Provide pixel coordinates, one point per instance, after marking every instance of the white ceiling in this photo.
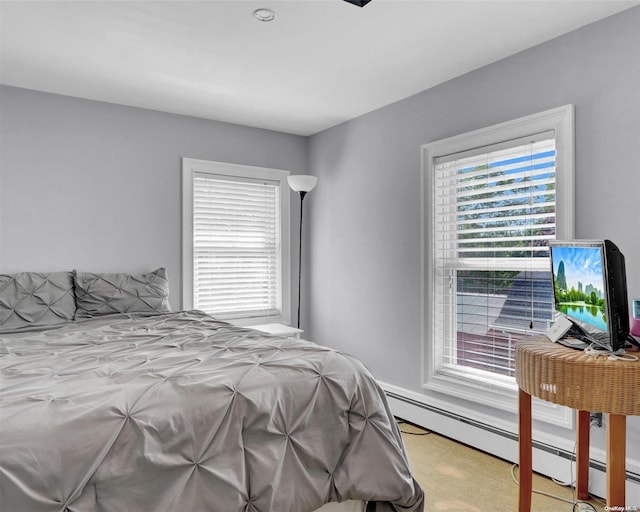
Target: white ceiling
(321, 62)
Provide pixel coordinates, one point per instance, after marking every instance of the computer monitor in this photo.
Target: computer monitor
(590, 289)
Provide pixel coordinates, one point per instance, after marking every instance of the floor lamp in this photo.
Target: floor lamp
(301, 183)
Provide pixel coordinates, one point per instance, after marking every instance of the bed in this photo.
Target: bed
(110, 402)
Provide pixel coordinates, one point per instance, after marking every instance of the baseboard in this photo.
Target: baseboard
(553, 456)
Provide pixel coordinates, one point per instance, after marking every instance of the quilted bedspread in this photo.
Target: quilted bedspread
(180, 412)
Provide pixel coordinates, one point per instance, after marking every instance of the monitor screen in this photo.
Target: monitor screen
(579, 284)
(590, 288)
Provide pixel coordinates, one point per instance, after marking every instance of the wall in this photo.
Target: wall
(97, 187)
(365, 219)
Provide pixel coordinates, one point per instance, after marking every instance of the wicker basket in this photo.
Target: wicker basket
(570, 377)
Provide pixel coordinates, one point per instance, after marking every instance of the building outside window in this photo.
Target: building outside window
(492, 200)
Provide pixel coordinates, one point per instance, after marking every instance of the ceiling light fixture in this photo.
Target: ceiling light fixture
(264, 14)
(359, 3)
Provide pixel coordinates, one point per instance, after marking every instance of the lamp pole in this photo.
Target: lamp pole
(301, 193)
(301, 184)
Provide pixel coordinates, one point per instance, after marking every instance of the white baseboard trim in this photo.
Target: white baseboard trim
(552, 455)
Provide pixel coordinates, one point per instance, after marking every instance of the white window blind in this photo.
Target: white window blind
(494, 212)
(237, 270)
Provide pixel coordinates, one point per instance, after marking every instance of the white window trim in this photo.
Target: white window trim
(501, 396)
(192, 165)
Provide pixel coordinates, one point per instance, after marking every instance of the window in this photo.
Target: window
(493, 198)
(236, 241)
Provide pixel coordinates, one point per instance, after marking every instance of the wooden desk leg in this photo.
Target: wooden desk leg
(582, 454)
(525, 451)
(616, 458)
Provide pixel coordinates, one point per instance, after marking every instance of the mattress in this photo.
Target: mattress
(181, 412)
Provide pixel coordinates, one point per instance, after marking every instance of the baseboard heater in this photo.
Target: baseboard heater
(631, 476)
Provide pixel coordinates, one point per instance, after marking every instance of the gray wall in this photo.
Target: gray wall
(365, 219)
(97, 187)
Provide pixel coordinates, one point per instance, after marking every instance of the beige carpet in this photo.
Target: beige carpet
(458, 478)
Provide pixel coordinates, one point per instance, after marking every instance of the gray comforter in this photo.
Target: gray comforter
(180, 412)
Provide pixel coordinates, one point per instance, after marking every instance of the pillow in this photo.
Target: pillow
(109, 293)
(33, 299)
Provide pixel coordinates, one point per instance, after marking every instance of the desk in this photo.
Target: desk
(570, 377)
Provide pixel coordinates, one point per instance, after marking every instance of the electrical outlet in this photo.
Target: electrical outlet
(596, 419)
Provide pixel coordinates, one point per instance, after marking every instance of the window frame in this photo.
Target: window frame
(501, 392)
(191, 166)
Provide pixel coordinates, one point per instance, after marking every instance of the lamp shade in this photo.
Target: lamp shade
(302, 182)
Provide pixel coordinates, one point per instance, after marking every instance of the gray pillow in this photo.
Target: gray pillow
(34, 299)
(109, 293)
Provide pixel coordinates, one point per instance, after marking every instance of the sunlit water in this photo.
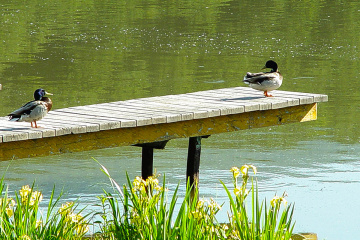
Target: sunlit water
(99, 52)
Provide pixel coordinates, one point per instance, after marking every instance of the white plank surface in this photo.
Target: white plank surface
(153, 110)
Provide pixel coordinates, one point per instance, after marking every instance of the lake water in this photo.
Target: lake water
(88, 52)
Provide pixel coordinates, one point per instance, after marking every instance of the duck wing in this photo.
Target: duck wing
(24, 110)
(258, 78)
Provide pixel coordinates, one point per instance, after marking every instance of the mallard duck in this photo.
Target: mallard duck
(34, 110)
(265, 81)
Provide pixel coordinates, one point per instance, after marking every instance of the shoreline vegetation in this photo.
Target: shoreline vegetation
(143, 209)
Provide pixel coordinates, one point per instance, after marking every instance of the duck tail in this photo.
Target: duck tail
(14, 118)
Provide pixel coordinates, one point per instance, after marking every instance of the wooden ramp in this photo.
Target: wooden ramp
(150, 122)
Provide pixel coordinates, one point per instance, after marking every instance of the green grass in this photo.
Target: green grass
(145, 210)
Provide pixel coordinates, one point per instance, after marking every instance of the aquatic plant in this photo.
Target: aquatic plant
(141, 210)
(21, 217)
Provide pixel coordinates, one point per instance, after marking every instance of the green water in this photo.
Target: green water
(88, 52)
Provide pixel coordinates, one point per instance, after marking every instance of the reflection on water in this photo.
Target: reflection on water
(94, 52)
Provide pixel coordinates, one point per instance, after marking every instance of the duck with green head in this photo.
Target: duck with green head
(34, 110)
(265, 81)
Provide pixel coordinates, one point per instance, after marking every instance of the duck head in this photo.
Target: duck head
(272, 65)
(39, 93)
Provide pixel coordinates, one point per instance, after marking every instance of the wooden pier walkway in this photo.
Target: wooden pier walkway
(151, 122)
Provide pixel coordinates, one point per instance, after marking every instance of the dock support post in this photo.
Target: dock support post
(147, 162)
(147, 158)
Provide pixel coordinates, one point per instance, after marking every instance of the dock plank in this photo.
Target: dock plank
(156, 110)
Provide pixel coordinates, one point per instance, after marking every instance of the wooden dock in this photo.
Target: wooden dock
(151, 122)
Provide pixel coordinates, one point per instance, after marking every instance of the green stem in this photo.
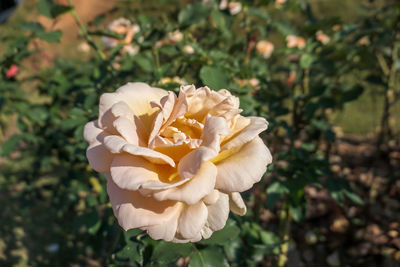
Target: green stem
(284, 232)
(84, 32)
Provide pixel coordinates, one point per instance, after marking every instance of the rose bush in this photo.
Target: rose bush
(175, 165)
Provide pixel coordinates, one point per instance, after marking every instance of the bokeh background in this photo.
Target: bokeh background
(324, 73)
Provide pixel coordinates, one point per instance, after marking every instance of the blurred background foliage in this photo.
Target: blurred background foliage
(326, 78)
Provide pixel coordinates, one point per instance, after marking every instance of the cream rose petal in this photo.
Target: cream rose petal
(213, 129)
(237, 204)
(195, 189)
(98, 156)
(165, 231)
(127, 130)
(137, 96)
(116, 144)
(239, 171)
(256, 126)
(192, 219)
(218, 213)
(217, 216)
(135, 211)
(134, 173)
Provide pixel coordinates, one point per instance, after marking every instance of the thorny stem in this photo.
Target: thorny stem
(385, 130)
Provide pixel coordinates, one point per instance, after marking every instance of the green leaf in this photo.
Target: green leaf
(32, 26)
(223, 236)
(44, 8)
(166, 252)
(298, 212)
(208, 257)
(51, 37)
(144, 63)
(192, 14)
(306, 60)
(214, 78)
(9, 145)
(275, 190)
(51, 10)
(222, 21)
(73, 122)
(353, 93)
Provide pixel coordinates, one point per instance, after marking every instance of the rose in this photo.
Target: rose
(175, 165)
(295, 41)
(265, 48)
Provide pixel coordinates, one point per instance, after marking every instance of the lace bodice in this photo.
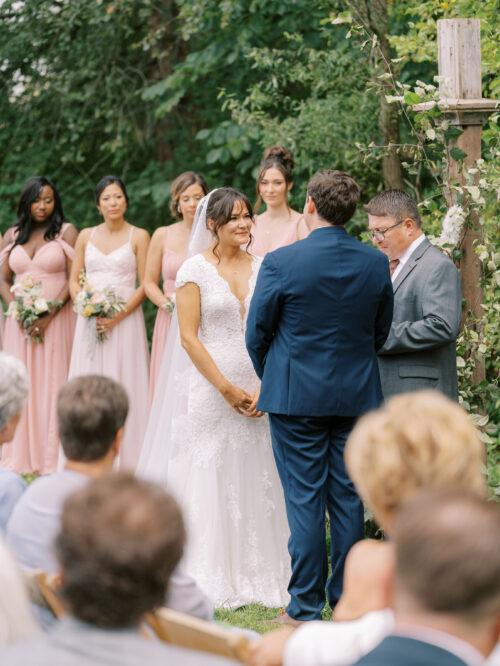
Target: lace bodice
(223, 316)
(117, 269)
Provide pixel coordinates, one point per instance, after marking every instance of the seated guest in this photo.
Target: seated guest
(91, 412)
(415, 441)
(13, 393)
(16, 620)
(447, 583)
(120, 541)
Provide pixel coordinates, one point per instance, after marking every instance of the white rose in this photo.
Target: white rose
(41, 305)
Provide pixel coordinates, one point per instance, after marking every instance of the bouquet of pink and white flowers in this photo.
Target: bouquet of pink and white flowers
(92, 303)
(29, 304)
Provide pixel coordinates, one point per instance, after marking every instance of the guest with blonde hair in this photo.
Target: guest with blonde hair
(16, 620)
(416, 441)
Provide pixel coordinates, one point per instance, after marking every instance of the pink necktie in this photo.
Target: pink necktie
(393, 264)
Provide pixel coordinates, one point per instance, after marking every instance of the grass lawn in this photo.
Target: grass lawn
(256, 617)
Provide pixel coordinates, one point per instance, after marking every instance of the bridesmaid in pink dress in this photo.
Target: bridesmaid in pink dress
(166, 253)
(40, 245)
(1, 311)
(278, 225)
(113, 255)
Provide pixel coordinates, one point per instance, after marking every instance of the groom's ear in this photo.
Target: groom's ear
(310, 206)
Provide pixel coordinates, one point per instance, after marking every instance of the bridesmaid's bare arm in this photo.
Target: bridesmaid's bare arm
(140, 247)
(6, 275)
(153, 267)
(188, 307)
(70, 235)
(302, 229)
(78, 264)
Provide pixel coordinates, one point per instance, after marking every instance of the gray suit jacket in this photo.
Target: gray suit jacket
(73, 643)
(420, 351)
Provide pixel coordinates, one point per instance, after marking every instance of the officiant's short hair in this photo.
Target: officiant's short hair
(396, 204)
(90, 411)
(335, 195)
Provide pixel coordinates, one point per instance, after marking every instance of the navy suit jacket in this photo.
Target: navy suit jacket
(403, 651)
(321, 310)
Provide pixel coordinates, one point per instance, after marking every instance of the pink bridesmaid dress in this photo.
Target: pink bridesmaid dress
(36, 443)
(259, 242)
(171, 262)
(124, 355)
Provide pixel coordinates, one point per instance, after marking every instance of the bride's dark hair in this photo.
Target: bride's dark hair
(220, 208)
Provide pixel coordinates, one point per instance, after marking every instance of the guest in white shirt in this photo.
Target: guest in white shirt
(91, 413)
(16, 619)
(13, 393)
(447, 583)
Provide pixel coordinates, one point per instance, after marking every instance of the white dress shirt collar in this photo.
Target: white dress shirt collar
(406, 255)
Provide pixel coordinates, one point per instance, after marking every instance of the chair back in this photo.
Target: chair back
(42, 590)
(189, 632)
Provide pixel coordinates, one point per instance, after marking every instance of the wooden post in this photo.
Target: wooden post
(459, 65)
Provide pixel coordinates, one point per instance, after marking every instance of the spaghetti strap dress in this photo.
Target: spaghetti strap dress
(35, 445)
(124, 355)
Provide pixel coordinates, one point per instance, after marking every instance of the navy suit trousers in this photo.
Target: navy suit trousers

*EXERCISE BRIEF*.
Go through the listing above and work out how many lines contain the string "trousers". Reply with the number alone.

*OUTPUT OF THE EXERCISE*.
2